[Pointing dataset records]
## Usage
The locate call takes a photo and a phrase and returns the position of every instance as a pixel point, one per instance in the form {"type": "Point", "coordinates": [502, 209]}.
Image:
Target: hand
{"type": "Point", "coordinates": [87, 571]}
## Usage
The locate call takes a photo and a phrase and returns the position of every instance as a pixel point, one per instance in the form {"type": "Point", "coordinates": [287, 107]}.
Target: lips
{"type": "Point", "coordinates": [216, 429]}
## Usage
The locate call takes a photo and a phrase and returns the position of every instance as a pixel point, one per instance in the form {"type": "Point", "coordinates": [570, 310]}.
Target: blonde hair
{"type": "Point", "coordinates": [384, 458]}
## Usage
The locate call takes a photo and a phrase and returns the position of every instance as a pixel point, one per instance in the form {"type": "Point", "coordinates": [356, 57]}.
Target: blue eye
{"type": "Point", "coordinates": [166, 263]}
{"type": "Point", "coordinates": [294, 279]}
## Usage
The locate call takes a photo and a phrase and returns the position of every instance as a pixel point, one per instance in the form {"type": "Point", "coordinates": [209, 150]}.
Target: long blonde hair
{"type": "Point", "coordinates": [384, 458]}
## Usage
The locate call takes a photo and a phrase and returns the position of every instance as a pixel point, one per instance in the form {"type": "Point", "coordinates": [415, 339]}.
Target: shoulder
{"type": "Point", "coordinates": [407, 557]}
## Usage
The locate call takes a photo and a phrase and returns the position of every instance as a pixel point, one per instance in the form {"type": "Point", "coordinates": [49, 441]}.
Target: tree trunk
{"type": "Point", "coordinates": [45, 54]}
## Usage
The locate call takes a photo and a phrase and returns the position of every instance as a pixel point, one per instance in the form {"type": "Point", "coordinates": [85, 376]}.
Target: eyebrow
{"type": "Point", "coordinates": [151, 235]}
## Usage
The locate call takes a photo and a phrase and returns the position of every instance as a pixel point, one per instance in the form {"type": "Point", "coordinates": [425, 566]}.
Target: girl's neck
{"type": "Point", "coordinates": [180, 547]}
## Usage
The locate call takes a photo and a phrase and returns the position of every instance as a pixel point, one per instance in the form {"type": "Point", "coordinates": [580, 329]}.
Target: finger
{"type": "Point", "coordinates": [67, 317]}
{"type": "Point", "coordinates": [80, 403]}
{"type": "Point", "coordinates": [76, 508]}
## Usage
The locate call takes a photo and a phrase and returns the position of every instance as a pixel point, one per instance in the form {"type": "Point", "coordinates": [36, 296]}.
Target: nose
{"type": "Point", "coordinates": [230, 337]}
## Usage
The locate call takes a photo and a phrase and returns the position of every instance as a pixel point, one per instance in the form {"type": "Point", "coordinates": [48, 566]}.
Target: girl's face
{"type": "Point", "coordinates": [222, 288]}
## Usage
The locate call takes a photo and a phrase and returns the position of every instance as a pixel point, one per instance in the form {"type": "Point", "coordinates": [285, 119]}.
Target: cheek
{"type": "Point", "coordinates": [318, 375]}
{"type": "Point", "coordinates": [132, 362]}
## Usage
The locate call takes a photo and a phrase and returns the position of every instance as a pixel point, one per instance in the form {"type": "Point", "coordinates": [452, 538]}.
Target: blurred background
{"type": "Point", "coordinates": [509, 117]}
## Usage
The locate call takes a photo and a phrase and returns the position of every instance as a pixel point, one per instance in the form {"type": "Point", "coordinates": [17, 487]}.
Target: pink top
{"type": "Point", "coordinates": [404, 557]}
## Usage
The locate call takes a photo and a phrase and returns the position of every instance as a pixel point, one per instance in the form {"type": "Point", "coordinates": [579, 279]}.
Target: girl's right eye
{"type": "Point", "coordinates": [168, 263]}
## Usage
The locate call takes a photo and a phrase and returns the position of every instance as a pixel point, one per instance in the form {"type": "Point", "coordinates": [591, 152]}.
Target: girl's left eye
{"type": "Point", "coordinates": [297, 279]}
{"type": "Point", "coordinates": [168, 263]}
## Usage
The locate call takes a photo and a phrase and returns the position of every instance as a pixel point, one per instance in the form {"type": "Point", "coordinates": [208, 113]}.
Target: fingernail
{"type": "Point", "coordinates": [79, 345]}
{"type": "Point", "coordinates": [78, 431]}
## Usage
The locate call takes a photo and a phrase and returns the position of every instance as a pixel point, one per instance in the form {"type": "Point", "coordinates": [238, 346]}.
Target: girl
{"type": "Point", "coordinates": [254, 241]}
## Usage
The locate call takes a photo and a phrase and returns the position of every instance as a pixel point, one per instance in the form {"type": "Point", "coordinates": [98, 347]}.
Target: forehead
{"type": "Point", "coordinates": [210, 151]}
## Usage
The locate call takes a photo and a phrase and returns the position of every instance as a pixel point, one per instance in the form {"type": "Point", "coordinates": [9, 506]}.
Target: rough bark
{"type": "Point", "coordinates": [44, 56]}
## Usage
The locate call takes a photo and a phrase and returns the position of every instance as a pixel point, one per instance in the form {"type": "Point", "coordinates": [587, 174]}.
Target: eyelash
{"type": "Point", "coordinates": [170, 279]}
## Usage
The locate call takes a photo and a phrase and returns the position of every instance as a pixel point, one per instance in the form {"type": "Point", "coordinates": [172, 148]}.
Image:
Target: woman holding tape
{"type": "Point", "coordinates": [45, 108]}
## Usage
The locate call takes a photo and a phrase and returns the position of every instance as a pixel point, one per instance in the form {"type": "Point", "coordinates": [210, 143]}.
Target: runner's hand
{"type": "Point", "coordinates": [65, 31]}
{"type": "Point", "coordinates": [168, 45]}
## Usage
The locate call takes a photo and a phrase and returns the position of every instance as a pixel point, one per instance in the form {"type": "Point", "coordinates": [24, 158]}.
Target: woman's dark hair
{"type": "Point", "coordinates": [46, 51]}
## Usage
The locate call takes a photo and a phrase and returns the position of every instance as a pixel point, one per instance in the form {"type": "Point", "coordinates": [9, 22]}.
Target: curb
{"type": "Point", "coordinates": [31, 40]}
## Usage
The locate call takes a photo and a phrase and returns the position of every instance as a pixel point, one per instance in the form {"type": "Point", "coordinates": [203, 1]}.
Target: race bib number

Given problem:
Your task is to transcribe the material exactly.

Solution to the exercise:
## Usage
The locate call takes a photo and a phrase and returns the position of every instance as a pixel point, one per instance in the form {"type": "Point", "coordinates": [502, 209]}.
Image:
Target: hand
{"type": "Point", "coordinates": [87, 571]}
## Usage
The locate call takes a photo and a phrase and returns the position of every instance as a pixel point, one per instance in the form {"type": "Point", "coordinates": [287, 107]}.
Target: lips
{"type": "Point", "coordinates": [216, 429]}
## Usage
The locate call takes a photo and a phrase and returns the position of every instance as a pixel point, one per instance in the form {"type": "Point", "coordinates": [570, 310]}.
Target: blonde hair
{"type": "Point", "coordinates": [384, 458]}
## Usage
The locate call takes a photo and a phrase and returns the position of every instance as a pixel point, one per instance in the form {"type": "Point", "coordinates": [356, 57]}.
Target: blue eye
{"type": "Point", "coordinates": [166, 263]}
{"type": "Point", "coordinates": [294, 279]}
## Usage
The locate call takes a photo and a phrase and returns the position of every instance as a pixel point, one per instance in the form {"type": "Point", "coordinates": [209, 150]}.
Target: long blonde hair
{"type": "Point", "coordinates": [384, 458]}
## Usage
The locate call takes a photo and a phrase and returns the position of every instance as a pixel point, one per instance in the form {"type": "Point", "coordinates": [415, 339]}.
Target: shoulder
{"type": "Point", "coordinates": [407, 557]}
## Usage
The locate call takes a photo and a phrase and returns the position of every instance as a pixel point, one per instance in the form {"type": "Point", "coordinates": [49, 441]}.
Target: tree trunk
{"type": "Point", "coordinates": [45, 54]}
## Usage
The locate call takes a photo and a phrase and returns the position of every instance as a pixel point, one per instance in the form {"type": "Point", "coordinates": [85, 376]}.
Target: eyebrow
{"type": "Point", "coordinates": [151, 235]}
## Usage
The locate call takes a photo and a phrase and returns the position of every instance as a pixel point, one per instance in the form {"type": "Point", "coordinates": [425, 566]}.
Target: girl's neck
{"type": "Point", "coordinates": [180, 547]}
## Usage
The locate call takes a photo and a phrase and returns the position of every instance as a pixel point, one per instance in the form {"type": "Point", "coordinates": [580, 329]}.
Target: finger
{"type": "Point", "coordinates": [67, 317]}
{"type": "Point", "coordinates": [80, 403]}
{"type": "Point", "coordinates": [76, 508]}
## Usage
The locate call takes a photo and a phrase and returns the position of every instance as a pixel point, one per instance in the form {"type": "Point", "coordinates": [36, 296]}.
Target: nose
{"type": "Point", "coordinates": [230, 337]}
## Usage
The locate call takes a photo and a phrase and returns the position of every instance as a pixel point, one per instance in the form {"type": "Point", "coordinates": [48, 566]}.
Target: girl's face
{"type": "Point", "coordinates": [222, 288]}
## Usage
The locate call takes a photo and a phrase and returns the position of every instance as a pixel point, one per instance in the form {"type": "Point", "coordinates": [285, 119]}.
Target: cheek
{"type": "Point", "coordinates": [318, 375]}
{"type": "Point", "coordinates": [132, 362]}
## Usage
The locate call takes a photo and a phrase and returns the position of every instance as a pixel point, one per instance in the form {"type": "Point", "coordinates": [452, 538]}.
Target: blurred background
{"type": "Point", "coordinates": [509, 117]}
## Usage
The locate call takes a photo and a phrase and returns the position of every instance as a pixel point, one per instance in the form {"type": "Point", "coordinates": [17, 487]}.
Target: pink top
{"type": "Point", "coordinates": [404, 557]}
## Usage
The locate call takes a photo and a phrase and returns the position of every instance as a pixel point, one per instance in the form {"type": "Point", "coordinates": [579, 279]}.
Target: girl's right eye
{"type": "Point", "coordinates": [168, 263]}
## Usage
The locate call takes a photo and a phrase and returns the position of every instance as a pixel point, one per instance in the form {"type": "Point", "coordinates": [591, 152]}.
Target: girl's left eye
{"type": "Point", "coordinates": [297, 279]}
{"type": "Point", "coordinates": [168, 263]}
## Usage
The locate call takes a photo and a phrase and returns the position of every instance as a pixel point, one per instance in the form {"type": "Point", "coordinates": [208, 113]}.
Target: fingernail
{"type": "Point", "coordinates": [79, 345]}
{"type": "Point", "coordinates": [78, 431]}
## Usage
The locate call takes a photo and a phrase and returns the position of every instance as a pixel point, one per instance in the form {"type": "Point", "coordinates": [238, 346]}.
Target: girl
{"type": "Point", "coordinates": [254, 241]}
## Usage
The locate call takes a photo and a phrase and returns the position of every instance as a pixel point, one per instance in the form {"type": "Point", "coordinates": [98, 347]}.
Target: forehead
{"type": "Point", "coordinates": [210, 151]}
## Usage
The locate call takes a photo and a phrase and returns the position of every instance as a pixel point, one per instance in the form {"type": "Point", "coordinates": [9, 506]}.
Target: rough bark
{"type": "Point", "coordinates": [44, 56]}
## Usage
The locate call takes a photo and a phrase and returns the position of every instance as a pixel point, one per instance in the form {"type": "Point", "coordinates": [587, 174]}.
Target: eyelash
{"type": "Point", "coordinates": [170, 279]}
## Usage
The locate call takes a photo and a phrase and returns the position of every instance as a pixel point, one per instance in the form {"type": "Point", "coordinates": [172, 148]}.
Image:
Target: woman holding tape
{"type": "Point", "coordinates": [45, 108]}
## Usage
The locate call takes a photo and a phrase and returns the position of every instance as a pixel point, one per instance in the form {"type": "Point", "coordinates": [210, 143]}.
Target: runner's hand
{"type": "Point", "coordinates": [65, 31]}
{"type": "Point", "coordinates": [168, 45]}
## Usage
The locate call takes a photo and a phrase and returns the position of every instance as a pixel point, one per instance in the form {"type": "Point", "coordinates": [24, 158]}.
Target: woman's dark hair
{"type": "Point", "coordinates": [46, 51]}
## Usage
The locate call takes a photo and a phrase and returns the position of every instance as a pixel point, one per instance in the form {"type": "Point", "coordinates": [9, 22]}.
Target: curb
{"type": "Point", "coordinates": [31, 40]}
## Usage
The locate call takes a photo and a phrase and returns the position of every instance as a pixel point, one per instance in the form {"type": "Point", "coordinates": [203, 1]}.
Target: race bib number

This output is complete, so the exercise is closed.